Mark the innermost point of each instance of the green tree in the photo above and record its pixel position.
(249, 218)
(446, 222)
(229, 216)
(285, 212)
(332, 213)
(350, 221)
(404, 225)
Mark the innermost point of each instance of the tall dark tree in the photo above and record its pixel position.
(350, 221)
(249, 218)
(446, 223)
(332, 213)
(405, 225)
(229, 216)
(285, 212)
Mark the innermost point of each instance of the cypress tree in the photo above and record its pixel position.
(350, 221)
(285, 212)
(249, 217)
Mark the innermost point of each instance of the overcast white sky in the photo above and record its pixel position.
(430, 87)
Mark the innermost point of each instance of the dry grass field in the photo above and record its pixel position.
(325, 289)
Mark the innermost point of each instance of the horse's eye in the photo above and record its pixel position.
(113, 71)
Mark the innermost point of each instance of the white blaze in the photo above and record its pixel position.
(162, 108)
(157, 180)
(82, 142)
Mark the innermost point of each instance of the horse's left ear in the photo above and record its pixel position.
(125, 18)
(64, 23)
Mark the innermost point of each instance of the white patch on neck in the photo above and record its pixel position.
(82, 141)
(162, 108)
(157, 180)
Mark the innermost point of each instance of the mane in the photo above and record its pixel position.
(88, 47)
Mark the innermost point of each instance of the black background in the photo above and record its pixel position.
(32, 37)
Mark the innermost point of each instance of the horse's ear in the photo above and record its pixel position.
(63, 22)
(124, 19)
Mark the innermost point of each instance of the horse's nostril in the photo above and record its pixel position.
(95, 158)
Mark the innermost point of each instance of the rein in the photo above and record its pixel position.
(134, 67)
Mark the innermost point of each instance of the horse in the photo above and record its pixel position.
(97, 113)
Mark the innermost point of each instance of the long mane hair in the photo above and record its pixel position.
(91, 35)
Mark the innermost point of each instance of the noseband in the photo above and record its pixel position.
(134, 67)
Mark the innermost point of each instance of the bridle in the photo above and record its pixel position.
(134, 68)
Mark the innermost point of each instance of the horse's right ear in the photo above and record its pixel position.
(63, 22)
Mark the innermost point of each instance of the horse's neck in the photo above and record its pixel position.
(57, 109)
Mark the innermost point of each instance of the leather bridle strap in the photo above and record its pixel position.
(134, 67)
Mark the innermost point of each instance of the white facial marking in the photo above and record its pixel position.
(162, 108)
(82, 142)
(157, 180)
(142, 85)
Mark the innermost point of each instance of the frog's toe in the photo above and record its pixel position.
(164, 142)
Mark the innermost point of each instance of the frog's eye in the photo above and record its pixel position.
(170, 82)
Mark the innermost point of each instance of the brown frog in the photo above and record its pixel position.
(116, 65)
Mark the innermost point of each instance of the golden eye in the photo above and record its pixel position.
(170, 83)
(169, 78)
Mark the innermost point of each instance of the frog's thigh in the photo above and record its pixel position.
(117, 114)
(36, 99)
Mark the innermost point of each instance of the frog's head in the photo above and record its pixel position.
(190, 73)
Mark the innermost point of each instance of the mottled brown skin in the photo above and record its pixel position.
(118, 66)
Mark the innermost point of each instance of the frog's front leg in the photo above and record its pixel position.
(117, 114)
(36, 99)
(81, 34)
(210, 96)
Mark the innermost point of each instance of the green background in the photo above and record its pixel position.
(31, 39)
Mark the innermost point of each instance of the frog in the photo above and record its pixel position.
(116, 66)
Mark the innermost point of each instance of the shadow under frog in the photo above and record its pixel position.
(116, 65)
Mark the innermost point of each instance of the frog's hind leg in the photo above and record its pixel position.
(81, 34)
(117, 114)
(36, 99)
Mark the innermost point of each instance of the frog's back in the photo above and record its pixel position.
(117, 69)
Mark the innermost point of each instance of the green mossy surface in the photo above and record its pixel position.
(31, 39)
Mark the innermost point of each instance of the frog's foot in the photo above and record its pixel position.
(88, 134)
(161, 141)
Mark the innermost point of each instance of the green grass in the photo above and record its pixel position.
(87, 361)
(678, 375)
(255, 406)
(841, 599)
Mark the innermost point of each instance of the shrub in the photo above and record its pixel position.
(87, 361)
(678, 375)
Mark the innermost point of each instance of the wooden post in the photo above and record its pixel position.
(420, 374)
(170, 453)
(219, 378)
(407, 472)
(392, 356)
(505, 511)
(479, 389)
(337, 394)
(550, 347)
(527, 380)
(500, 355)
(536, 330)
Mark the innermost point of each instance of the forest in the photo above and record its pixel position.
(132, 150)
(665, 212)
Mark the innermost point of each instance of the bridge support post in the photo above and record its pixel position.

*****

THE TASK:
Please quote the records above exactly, without skipping a line.

ANSWER TO THE PROBLEM:
Mark the innermost point of each instance of the green tree in the photo above and record its pixel position.
(249, 218)
(446, 222)
(229, 216)
(285, 212)
(332, 213)
(350, 221)
(404, 225)
Mark the innermost point of each instance of the tall dark tree in the photo above and record its pixel position.
(350, 221)
(249, 218)
(446, 223)
(332, 213)
(405, 225)
(229, 216)
(285, 212)
Mark the innermost point of each instance of the cypress tree in the photo above and record its pixel position.
(350, 221)
(285, 212)
(249, 217)
Mark the innermost point of each instance of the overcast white sky in the photo above and record its pixel position.
(430, 87)
Mark the innermost point of each instance of the dry grass field in the photo above and record its pixel position.
(325, 289)
Mark the innermost point of each instance of the horse's eye in the photo above and record its pixel position.
(113, 71)
Mark the innermost point of each instance of the white blaze in the photo above and record its pixel position.
(162, 108)
(157, 180)
(82, 142)
Mark the innermost point of each instance of the horse's left ear in the photo above and record its pixel position.
(125, 18)
(64, 23)
Mark the innermost point of each instance of the white patch on neck in the photo above and record its pixel position.
(82, 141)
(162, 108)
(157, 180)
Mark the innermost point of each instance of the mane in the photo above and record its pixel position.
(88, 47)
Mark the innermost point of each instance of the black background in the photo above and record its pixel position.
(32, 37)
Mark the innermost point of each instance of the horse's ear in the photo above and record its pixel position.
(63, 22)
(124, 19)
Mark the innermost point of each instance of the horse's nostril in the photo above and record its pixel position.
(95, 158)
Mark the innermost point of each instance of the rein in the photo above and record its pixel position.
(134, 67)
Mark the innermost point of each instance of the horse in the photo above and record its pixel position.
(97, 113)
Mark the innermost point of each instance of the long mane hair in the photo above and record its pixel position.
(91, 35)
Mark the innermost point of each instance of the noseband in the photo above and record its pixel position.
(134, 67)
Mark the innermost point of each instance of the bridle in the photo above and record its pixel position.
(134, 68)
Mark the innermost point of each instance of the horse's right ear in the photo above and record its pixel position.
(63, 22)
Mark the innermost point of each instance of the horse's neck in the photo above and record its pixel position.
(57, 109)
Mark the innermost point of each instance of the leather bridle strap in the photo above and record its pixel position.
(134, 67)
Mark the innermost point of each instance of the white facial marking in the photo above and record its pixel position.
(162, 108)
(82, 142)
(157, 180)
(142, 85)
Mark the innermost point of each instance of the frog's toe in the photo above and record its pixel position.
(164, 142)
Mark the innermost point of each instance of the frog's eye in the photo above and record its pixel position.
(170, 82)
Mark the innermost point of each instance of the brown frog in the photo above and record its pixel position.
(116, 65)
Mark the innermost point of each instance of the golden eye in the photo above and record its pixel position.
(170, 83)
(169, 78)
Mark the innermost point of each instance of the frog's thigh in the photo above and record its pixel position.
(117, 114)
(36, 99)
Mark the innermost point of each instance of the frog's head in the photo above and record its pixel position.
(190, 73)
Mark the innermost point of each instance of the mottled brown skin in the photo above and record its pixel position.
(118, 66)
Mark the innermost point of each instance of the frog's front leg in the photo above and record its pixel position.
(117, 114)
(36, 99)
(81, 34)
(210, 96)
Mark the innermost point of each instance of the green background in the photo above and record its pixel position.
(31, 39)
Mark the innermost point of each instance of the frog in the photo above and record its pixel position.
(116, 66)
Mark the innermost point of each instance of the shadow under frog in the photo above and record its pixel position.
(116, 65)
Mark the innermost point of each instance of the frog's hind leg in the photo above and record its pixel position.
(81, 34)
(117, 114)
(36, 99)
Mark the innermost point of each instance of the frog's back in the photo above and record its pixel position.
(117, 69)
Mark the innermost point of each instance of the green mossy surface in the photo above and record its pixel position.
(31, 39)
Mark the innermost point of each instance of the frog's foot in the photo above and record its pixel position.
(88, 134)
(161, 141)
Mark the innermost point of each instance of the green grass in the photo above and record its pixel position.
(87, 361)
(678, 375)
(255, 406)
(841, 599)
Mark the innermost point of each instance of the shrub in the photo above and record its pixel position.
(87, 361)
(678, 375)
Mark the innermost point of each instance of the wooden post in the photo above and record its pixel position.
(420, 374)
(170, 453)
(219, 378)
(407, 472)
(392, 356)
(505, 511)
(479, 389)
(337, 394)
(550, 347)
(527, 380)
(500, 355)
(536, 330)
Mark the innermost point of each instance of the forest in the photo above and record its pixel position.
(132, 150)
(665, 212)
Mark the innermost point of each instance of the bridge support post in the photo above and record its pixel position.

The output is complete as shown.